What is being asked =>
Retype the records below word for word, leaving out the pictures.
**********
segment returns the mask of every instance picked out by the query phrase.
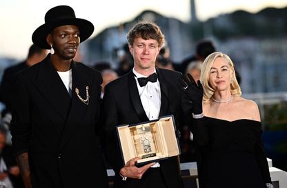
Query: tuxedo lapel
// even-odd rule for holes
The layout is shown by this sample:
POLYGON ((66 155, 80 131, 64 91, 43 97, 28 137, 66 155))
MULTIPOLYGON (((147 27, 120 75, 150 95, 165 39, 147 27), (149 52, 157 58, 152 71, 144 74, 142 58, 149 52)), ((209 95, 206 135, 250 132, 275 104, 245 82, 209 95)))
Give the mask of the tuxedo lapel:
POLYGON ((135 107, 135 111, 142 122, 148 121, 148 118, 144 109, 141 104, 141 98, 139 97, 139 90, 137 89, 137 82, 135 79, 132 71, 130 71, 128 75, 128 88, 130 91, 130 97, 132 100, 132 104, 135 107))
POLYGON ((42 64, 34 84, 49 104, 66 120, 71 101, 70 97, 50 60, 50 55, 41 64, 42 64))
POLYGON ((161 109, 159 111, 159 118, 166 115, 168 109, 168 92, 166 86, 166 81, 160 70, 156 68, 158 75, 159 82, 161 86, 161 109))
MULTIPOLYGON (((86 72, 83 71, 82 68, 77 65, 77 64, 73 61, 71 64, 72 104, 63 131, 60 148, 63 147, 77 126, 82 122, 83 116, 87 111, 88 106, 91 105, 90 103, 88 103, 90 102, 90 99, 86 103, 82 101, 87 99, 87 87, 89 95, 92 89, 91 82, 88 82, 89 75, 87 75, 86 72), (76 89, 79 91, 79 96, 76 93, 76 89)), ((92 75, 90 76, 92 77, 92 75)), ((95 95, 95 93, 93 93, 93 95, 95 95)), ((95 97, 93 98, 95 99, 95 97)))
**********
Correct result =>
segment returns the mask of every instance picked out by the query phrase.
Query: tuxedo lapel
// even-odd rule for holes
The layout is shown by this sample:
POLYGON ((66 155, 80 131, 64 91, 43 97, 28 137, 66 155))
MULTIPOLYGON (((147 27, 120 75, 150 95, 165 39, 147 27), (149 52, 157 58, 152 71, 144 74, 142 58, 149 52)), ((209 95, 206 135, 250 132, 275 104, 245 82, 209 95)))
Give the mask of the tuxedo lapel:
POLYGON ((135 107, 135 111, 142 122, 148 121, 148 118, 144 109, 141 104, 141 98, 139 97, 139 90, 137 89, 137 82, 135 79, 132 71, 130 71, 128 75, 128 88, 130 91, 130 97, 132 100, 132 104, 135 107))
POLYGON ((42 64, 34 84, 49 104, 66 120, 71 101, 70 97, 50 60, 50 55, 41 64, 42 64))
POLYGON ((161 109, 159 111, 159 118, 166 115, 168 109, 168 92, 166 86, 166 81, 160 70, 156 68, 158 75, 159 82, 161 86, 161 109))
MULTIPOLYGON (((86 72, 83 71, 82 68, 77 65, 77 64, 73 61, 71 64, 72 104, 63 131, 60 148, 63 147, 77 126, 82 122, 83 116, 87 111, 88 106, 91 105, 90 103, 88 103, 90 102, 90 99, 86 103, 82 101, 87 99, 87 87, 89 95, 92 89, 91 82, 88 82, 89 75, 87 75, 86 72), (76 89, 79 91, 79 96, 76 93, 76 89)), ((92 75, 90 76, 92 77, 92 75)), ((95 95, 95 93, 93 93, 93 95, 95 95)), ((95 97, 93 98, 95 99, 95 97)))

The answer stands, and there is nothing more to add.